The reply should repeat all of the data word for word, with no pictures.

* [SUPPLIED RECORDS]:
---

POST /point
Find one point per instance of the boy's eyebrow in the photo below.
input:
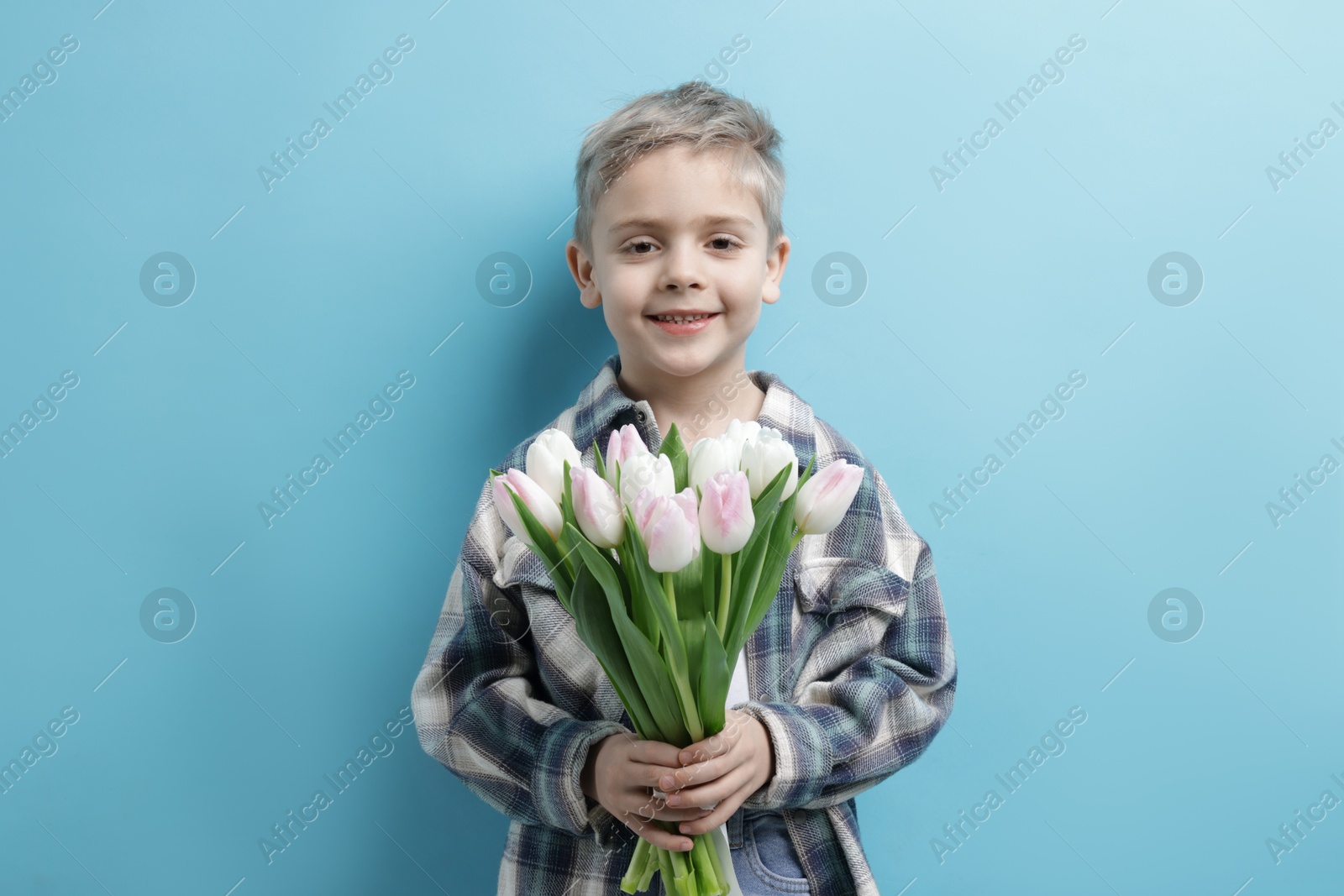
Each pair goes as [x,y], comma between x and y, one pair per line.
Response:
[743,221]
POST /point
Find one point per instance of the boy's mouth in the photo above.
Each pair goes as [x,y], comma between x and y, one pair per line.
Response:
[682,324]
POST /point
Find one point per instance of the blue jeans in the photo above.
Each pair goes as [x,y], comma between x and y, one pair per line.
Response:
[764,857]
[766,862]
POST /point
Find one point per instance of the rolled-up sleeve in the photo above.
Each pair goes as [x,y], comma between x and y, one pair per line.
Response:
[475,707]
[855,723]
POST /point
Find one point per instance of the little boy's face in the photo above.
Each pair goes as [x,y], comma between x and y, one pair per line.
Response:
[679,233]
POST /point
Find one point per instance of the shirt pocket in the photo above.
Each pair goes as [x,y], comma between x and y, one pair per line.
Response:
[519,564]
[830,586]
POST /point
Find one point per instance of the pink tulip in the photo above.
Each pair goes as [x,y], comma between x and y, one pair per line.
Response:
[600,512]
[726,517]
[824,499]
[622,446]
[546,511]
[669,527]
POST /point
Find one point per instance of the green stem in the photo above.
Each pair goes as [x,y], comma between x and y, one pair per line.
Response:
[665,869]
[716,864]
[725,595]
[683,687]
[631,882]
[705,872]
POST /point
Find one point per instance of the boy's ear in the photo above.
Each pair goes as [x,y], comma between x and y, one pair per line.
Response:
[774,264]
[581,268]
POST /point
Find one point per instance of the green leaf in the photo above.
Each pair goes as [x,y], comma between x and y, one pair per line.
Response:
[676,453]
[655,684]
[711,569]
[597,459]
[687,586]
[647,580]
[716,678]
[546,548]
[692,631]
[595,624]
[745,579]
[776,560]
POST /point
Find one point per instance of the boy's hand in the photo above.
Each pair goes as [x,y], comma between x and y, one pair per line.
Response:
[618,774]
[726,768]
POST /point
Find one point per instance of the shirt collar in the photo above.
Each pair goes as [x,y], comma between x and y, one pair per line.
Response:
[604,407]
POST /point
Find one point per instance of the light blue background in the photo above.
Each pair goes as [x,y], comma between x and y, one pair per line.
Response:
[311,297]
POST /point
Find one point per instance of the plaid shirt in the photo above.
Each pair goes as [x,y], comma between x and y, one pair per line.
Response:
[851,672]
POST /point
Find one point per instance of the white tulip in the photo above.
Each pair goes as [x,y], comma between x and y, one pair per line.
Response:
[826,497]
[597,508]
[546,458]
[764,456]
[647,470]
[710,456]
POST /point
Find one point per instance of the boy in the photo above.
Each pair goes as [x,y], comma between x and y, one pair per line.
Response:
[853,671]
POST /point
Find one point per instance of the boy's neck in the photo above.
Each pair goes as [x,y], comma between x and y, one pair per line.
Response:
[701,405]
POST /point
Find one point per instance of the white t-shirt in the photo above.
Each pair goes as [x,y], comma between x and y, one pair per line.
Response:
[738,685]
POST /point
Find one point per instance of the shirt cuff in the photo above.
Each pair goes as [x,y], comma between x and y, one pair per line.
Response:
[555,778]
[803,755]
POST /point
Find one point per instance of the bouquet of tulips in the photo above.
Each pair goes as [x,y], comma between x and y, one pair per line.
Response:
[669,562]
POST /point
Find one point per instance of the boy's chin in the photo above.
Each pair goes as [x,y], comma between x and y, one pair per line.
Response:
[683,360]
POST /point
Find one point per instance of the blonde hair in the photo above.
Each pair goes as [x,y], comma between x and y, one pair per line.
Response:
[698,113]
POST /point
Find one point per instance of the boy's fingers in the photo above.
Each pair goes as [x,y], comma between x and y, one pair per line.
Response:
[655,835]
[719,815]
[711,746]
[651,775]
[655,752]
[717,790]
[674,813]
[699,773]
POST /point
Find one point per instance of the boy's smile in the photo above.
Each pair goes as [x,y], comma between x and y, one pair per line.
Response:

---

* [TASK RESULT]:
POST /point
Find one point per instance of the boy's eyebrow in the photo below.
input:
Each pair goes as [x,y], comma between x and y, one pair per line.
Response:
[743,221]
POST /point
Find one point per instance of the boy's mouth in the photo above.
Each pair goes as [x,y], comma between x and y, one pair per line.
Response:
[682,324]
POST /point
Find one point per instance of the blue jeans in the photo above.
Each pair goes as [x,y], comma between x and y, one pair per line.
Response:
[764,857]
[766,862]
POST /point
Find one point per instance of the rolled-up sleeve in the photo above.
Each pair goes as [x,y], comma between x and y, one pair per line.
Response:
[475,707]
[855,723]
POST /point
Find one point per instance of the little boy's face in the photo above.
Each pair goes as [x,y], comma between x and y, one pair per line.
Response:
[679,233]
POST /point
Find one point per instance of the shirt pocket in the photo above.
Each pair goes as [x,y], comma between x and y, one pair per line.
Response:
[519,564]
[830,586]
POST /point
Find one point per instance of the pink tulip in the photo above.
Each pair goes as [x,y], comma between x and y, one pair per line.
Response:
[600,512]
[726,517]
[824,499]
[622,446]
[546,511]
[669,527]
POST /point
Find one point per instance of the green stem in the photo above.
Each pair goes as [x,y], comma between x and y, one pair per line.
Response:
[665,869]
[716,864]
[725,595]
[683,687]
[631,882]
[705,872]
POST /point
Find one point per instance of the boy's ear in the photo above.
Each pair goes as [x,y], comma between x and y, one pair per line.
Response:
[774,264]
[581,268]
POST /point
Find one point per instance of the green leaf in the photo above.
Each pair goes as [x,y], comma between x and y, one pair per line.
Response:
[676,453]
[655,684]
[711,569]
[597,459]
[687,586]
[647,580]
[716,678]
[546,548]
[692,631]
[595,624]
[745,579]
[776,560]
POST /point
Find one point per instance of the boy's hand in the photo above.
Each pair goes as [x,y], comma between x and y, one pair per line.
Response:
[618,774]
[726,768]
POST /point
Find one point per instance of the shirt collar in the photo above.
Each pair goes as [x,y], comma between x and y, one pair per line.
Response:
[604,407]
POST /point
Find one point per instance of the light blue background in the photo above.
Each pair goes as [x,y], comma between x and y, one pair per line.
Response:
[311,297]
POST /point
Find one point per instance of the plaid shirt in the photo above.
Each pair goes as [x,y], comma between x and y, one pair per line.
Response:
[851,672]
POST /point
Find one point per instance of the white tulip in the photo above.
Each pair goes as [x,y], comma between x and y, one pair per line.
Response:
[826,497]
[597,508]
[546,458]
[764,456]
[647,470]
[710,456]
POST /point
Find one point per instance of the boy in the photo above.
Each pair goes as [x,y], comma between x and y, one pair per line.
Response:
[853,671]
POST /point
Find one point per instance of the boy's neck in the photo above.
Each pair goes as [x,y], comma between x and y, one pair per line.
Response:
[701,405]
POST /point
Find one point per instance of the white t-shirt in the photo above.
Each pair goes as [x,y], comma between x and y, one pair per line.
Response:
[738,685]
POST /point
Find one point per instance of the shirt cuff in the photo above.
Each pair goes as [x,y], comma between x and y, one pair per line.
Response:
[555,778]
[803,755]
POST /point
Find one point per instance of the bouquet of tulips in the photo above.
Each pair goes as [x,y], comma between x and y, one pair per line.
Response:
[669,562]
POST /point
Find one point per instance of the boy's chin in the photo above.
Each pair goes as [x,y], comma between x and y, one pair per line.
Response:
[683,360]
POST /point
Find one point per instance of the blonde hair in the photo above.
Each pair goes as [x,y], comma between x and y, one pair per line.
Response:
[698,113]
POST /point
Find one point per instance of the boy's fingers in the photo above.
Each pair goes as [x,y], comma between x and y, one pair per line.
Response:
[655,835]
[719,815]
[711,746]
[651,775]
[655,752]
[717,790]
[674,813]
[699,773]
POST /point
Find one point per instance of the boy's smile in the photo above.
Each pair goes as [x,y], comma between x and y, one pair per line.
Response:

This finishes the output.